STATED EXERCISE = Arrange the data as a JSON list of strings, one string per line, with blank lines left out.

(Entries on locating named things)
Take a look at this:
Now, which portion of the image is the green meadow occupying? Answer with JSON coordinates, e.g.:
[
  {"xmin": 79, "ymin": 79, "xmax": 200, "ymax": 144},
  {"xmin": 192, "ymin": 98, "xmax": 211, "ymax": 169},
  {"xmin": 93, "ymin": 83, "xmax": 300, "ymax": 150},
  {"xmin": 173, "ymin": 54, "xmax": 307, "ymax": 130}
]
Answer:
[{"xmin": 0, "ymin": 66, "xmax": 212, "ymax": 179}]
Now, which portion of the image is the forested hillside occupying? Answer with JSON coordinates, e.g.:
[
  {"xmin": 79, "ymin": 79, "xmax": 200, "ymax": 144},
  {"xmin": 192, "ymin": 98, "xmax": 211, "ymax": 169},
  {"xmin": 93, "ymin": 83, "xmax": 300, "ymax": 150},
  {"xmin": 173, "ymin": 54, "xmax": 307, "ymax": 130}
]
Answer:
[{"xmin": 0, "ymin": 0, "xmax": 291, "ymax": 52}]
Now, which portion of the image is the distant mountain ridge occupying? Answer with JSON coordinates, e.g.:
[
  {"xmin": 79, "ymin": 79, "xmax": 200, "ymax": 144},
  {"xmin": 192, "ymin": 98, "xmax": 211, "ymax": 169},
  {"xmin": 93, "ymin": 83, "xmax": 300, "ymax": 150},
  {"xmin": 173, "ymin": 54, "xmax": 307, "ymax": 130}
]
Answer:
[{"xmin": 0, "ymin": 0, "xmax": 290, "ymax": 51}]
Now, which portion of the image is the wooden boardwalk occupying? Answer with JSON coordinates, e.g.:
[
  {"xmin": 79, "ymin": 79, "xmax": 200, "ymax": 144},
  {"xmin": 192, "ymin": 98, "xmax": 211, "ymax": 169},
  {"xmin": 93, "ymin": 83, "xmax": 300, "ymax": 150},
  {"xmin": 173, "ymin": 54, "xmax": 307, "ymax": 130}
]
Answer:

RESPONSE =
[
  "Take a look at this:",
  "Now, which portion of the image is the green meadow occupying? Answer with JSON coordinates, e.g.:",
  "[",
  "  {\"xmin\": 79, \"ymin\": 79, \"xmax\": 200, \"ymax\": 144},",
  "  {\"xmin\": 192, \"ymin\": 98, \"xmax\": 211, \"ymax\": 169},",
  "  {\"xmin\": 93, \"ymin\": 83, \"xmax\": 300, \"ymax\": 150},",
  "  {\"xmin\": 173, \"ymin\": 54, \"xmax\": 307, \"ymax\": 130}",
  "]",
  "Answer:",
  "[{\"xmin\": 0, \"ymin\": 66, \"xmax\": 212, \"ymax\": 179}]",
  "Now, which portion of the image is the forested hillside occupying? Answer with JSON coordinates, e.g.:",
  "[",
  "  {\"xmin\": 79, \"ymin\": 79, \"xmax\": 200, \"ymax\": 144},",
  "  {\"xmin\": 192, \"ymin\": 98, \"xmax\": 211, \"ymax\": 169},",
  "  {\"xmin\": 93, \"ymin\": 83, \"xmax\": 300, \"ymax\": 150},",
  "  {\"xmin\": 173, \"ymin\": 54, \"xmax\": 307, \"ymax\": 130}",
  "]",
  "Answer:",
  "[{\"xmin\": 0, \"ymin\": 0, \"xmax\": 291, \"ymax\": 52}]",
  "Now, which portion of the image is the distant mountain ridge occupying? Answer with JSON coordinates, e.g.:",
  "[",
  "  {\"xmin\": 79, \"ymin\": 79, \"xmax\": 200, \"ymax\": 144},",
  "  {\"xmin\": 192, \"ymin\": 98, \"xmax\": 211, \"ymax\": 169},",
  "  {\"xmin\": 93, \"ymin\": 83, \"xmax\": 300, \"ymax\": 150},",
  "  {\"xmin\": 173, \"ymin\": 54, \"xmax\": 307, \"ymax\": 130}",
  "]",
  "Answer:",
  "[{\"xmin\": 0, \"ymin\": 0, \"xmax\": 290, \"ymax\": 51}]",
  "Now, which portion of the image is the wooden boardwalk occupying? Answer with JSON coordinates, e.g.:",
  "[",
  "  {\"xmin\": 79, \"ymin\": 79, \"xmax\": 200, \"ymax\": 144},",
  "  {\"xmin\": 192, \"ymin\": 98, \"xmax\": 211, \"ymax\": 169},",
  "  {\"xmin\": 93, \"ymin\": 83, \"xmax\": 300, \"ymax\": 150},",
  "  {\"xmin\": 173, \"ymin\": 54, \"xmax\": 307, \"ymax\": 130}",
  "]",
  "Answer:"
]